- [TASK OBJECTIVE]: For each record that follows, write out an identical copy.

___ DATA TO EXAMINE ___

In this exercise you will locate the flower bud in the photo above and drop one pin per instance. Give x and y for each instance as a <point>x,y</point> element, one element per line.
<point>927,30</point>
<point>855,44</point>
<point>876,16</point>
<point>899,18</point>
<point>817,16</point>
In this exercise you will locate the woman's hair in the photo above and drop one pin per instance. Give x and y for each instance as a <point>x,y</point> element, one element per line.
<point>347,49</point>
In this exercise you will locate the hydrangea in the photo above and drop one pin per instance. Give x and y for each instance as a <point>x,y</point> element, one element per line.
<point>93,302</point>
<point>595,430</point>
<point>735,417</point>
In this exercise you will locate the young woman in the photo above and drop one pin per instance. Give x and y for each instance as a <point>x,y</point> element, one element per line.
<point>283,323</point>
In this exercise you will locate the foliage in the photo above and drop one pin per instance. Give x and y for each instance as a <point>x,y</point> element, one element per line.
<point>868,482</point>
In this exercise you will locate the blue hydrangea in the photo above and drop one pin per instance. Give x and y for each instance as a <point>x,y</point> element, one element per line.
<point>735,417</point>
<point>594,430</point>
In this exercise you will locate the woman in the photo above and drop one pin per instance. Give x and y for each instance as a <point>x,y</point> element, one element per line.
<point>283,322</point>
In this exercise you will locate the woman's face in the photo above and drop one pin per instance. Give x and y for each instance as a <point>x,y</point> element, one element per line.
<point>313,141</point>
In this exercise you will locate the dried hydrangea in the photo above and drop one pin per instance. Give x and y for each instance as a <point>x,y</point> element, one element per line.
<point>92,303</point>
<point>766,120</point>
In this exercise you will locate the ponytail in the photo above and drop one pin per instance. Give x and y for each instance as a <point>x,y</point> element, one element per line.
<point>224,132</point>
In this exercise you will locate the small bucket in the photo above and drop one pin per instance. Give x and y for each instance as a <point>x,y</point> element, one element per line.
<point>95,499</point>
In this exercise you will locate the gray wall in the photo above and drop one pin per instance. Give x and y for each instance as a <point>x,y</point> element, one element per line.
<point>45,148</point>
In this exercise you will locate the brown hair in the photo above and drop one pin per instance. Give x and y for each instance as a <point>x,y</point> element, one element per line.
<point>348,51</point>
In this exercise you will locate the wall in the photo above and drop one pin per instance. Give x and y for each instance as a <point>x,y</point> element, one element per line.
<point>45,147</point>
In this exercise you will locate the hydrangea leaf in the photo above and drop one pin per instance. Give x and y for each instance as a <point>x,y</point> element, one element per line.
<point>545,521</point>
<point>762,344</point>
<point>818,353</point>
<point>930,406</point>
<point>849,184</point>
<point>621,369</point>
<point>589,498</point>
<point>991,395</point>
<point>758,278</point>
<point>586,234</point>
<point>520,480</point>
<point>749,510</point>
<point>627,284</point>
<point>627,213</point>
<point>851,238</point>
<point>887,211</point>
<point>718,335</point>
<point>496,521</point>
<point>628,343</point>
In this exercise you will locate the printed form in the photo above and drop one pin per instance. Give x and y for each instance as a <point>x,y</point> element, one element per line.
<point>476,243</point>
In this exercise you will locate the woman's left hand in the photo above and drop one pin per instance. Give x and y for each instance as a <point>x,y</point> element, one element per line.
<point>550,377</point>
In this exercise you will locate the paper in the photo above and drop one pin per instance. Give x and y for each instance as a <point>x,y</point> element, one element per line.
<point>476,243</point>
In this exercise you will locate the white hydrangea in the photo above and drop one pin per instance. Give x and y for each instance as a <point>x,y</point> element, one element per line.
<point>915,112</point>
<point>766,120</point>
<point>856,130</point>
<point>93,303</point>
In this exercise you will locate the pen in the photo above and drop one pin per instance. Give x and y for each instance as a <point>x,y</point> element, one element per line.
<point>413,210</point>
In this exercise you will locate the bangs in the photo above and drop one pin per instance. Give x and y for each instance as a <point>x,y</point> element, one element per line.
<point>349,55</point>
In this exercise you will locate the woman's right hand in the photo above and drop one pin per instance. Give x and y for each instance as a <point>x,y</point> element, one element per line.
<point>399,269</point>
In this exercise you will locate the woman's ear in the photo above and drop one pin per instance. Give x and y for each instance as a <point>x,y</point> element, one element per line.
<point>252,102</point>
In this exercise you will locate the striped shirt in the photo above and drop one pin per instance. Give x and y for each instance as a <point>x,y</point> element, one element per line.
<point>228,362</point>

___

- [SOLUTION]:
In this exercise you will locate the flower bud in the photo above and drop one pin per instance. Give x and y for each instance as a <point>x,y</point> element, one element per line.
<point>927,30</point>
<point>855,44</point>
<point>876,16</point>
<point>899,18</point>
<point>817,16</point>
In this exercise you will locate the woman's hair in the photo above and drop one pin per instance. Give x and y for each instance as a <point>x,y</point> element, one element per line.
<point>347,49</point>
In this exercise you will locate the hydrangea in the photo above and drop one pin per instance. Give x and y for each instance as a <point>x,y</point> element, one element per line.
<point>93,302</point>
<point>595,430</point>
<point>735,417</point>
In this exercise you will locate the young woman in the photo above and drop one pin per instance. Give x and y for each instance as a <point>x,y</point> element, one element per line.
<point>283,323</point>
In this exercise you will locate the foliage in the photo above and drop one pin per instance. Give x and y for each instance as a <point>x,y</point> element, one element per line.
<point>868,482</point>
In this exercise you will locate the blue hydrangea in the photo above and drop one pin per instance. Give x and y for each instance as a <point>x,y</point> element, one element per line.
<point>735,417</point>
<point>594,430</point>
In this exercise you will locate the woman in the photo above and drop one pin per instance. Give x and y for each instance as a <point>x,y</point> element, one element per line.
<point>283,322</point>
In this exercise you will locate the woman's face in the photo above and drop one pin per instance. Give x and y for each instance as a <point>x,y</point> element, one element per line.
<point>313,141</point>
In this exercise you will locate the dried hydrangea in the photo above and drop one pin per instance. Give x and y for each instance as a <point>x,y</point> element, one element per line.
<point>92,303</point>
<point>766,120</point>
In this exercise you will locate the ponytail in the photo above and drop one pin per instance. Give x and y for each instance as a <point>x,y</point> element, one element per line.
<point>224,132</point>
In this exercise you will locate the small bucket in the photo above and drop one pin per instance. Give x and y for each instance as a <point>x,y</point> element, one element per line.
<point>95,499</point>
In this exercise you will locate the gray wall in the photo above and drop one pin per instance. Give x and y for each instance as a <point>x,y</point> element, one element per line.
<point>45,148</point>
In this exercise you will locate the brown hair in the photo above and drop one pin per instance. Give x and y for each instance as a <point>x,y</point> element, one element per line.
<point>348,51</point>
In this exercise you will locate the wall in the photo above and drop one pin per instance. Give x and y for each instance as a <point>x,y</point> element, one element per line.
<point>45,147</point>
In this exercise you will locate the hydrangea leaf in the photo above and drop one pin per instance. Give x and y for each instance as a <point>x,y</point> element, one element per line.
<point>545,521</point>
<point>762,344</point>
<point>818,353</point>
<point>930,406</point>
<point>849,184</point>
<point>621,369</point>
<point>589,498</point>
<point>991,395</point>
<point>758,278</point>
<point>586,234</point>
<point>520,480</point>
<point>749,510</point>
<point>627,284</point>
<point>627,213</point>
<point>851,238</point>
<point>887,211</point>
<point>718,335</point>
<point>496,521</point>
<point>628,343</point>
In this exercise you will locate the printed form in the photo above and drop one pin per instance. Give x and y for each instance as a <point>x,y</point> element, one element per line.
<point>476,243</point>
In this exercise you will locate the woman's left hand in the photo above and drop one pin per instance. Give x and y for each instance as a <point>x,y</point> element, one element per line.
<point>550,377</point>
In this exercise you will locate the paper in the photo above and drop one pin per instance. Give x and y for each instance as a <point>x,y</point> element, one element per line.
<point>476,243</point>
In this exercise you will locate the white hydrangea in the photo above and drop one pin per instance. Give x and y for each instance as a <point>x,y</point> element, one element per line.
<point>915,112</point>
<point>766,120</point>
<point>856,130</point>
<point>93,303</point>
In this exercise you will locate the pen in the photo above and drop one pin per instance. Give x and y for each instance as a <point>x,y</point> element, one element per line.
<point>413,210</point>
In this exercise you will locate the bangs in the photo above and drop one pin per instance. Give x and y for each instance as a <point>x,y</point> element, one element per line.
<point>349,55</point>
In this exercise you will locate the woman's right hand in the photo above and drop one pin per instance. Give x and y for each instance as a <point>x,y</point> element, one element per line.
<point>399,269</point>
In this exercise you will locate the woman's ear in the photo above and drop one pin per instance. Give x and y for each instance as a <point>x,y</point> element, one element per line.
<point>252,102</point>
In this exercise you will locate the striped shirt in the photo above and drop one pin per instance. Give x and y for each instance as a <point>x,y</point> element, one element per line.
<point>228,362</point>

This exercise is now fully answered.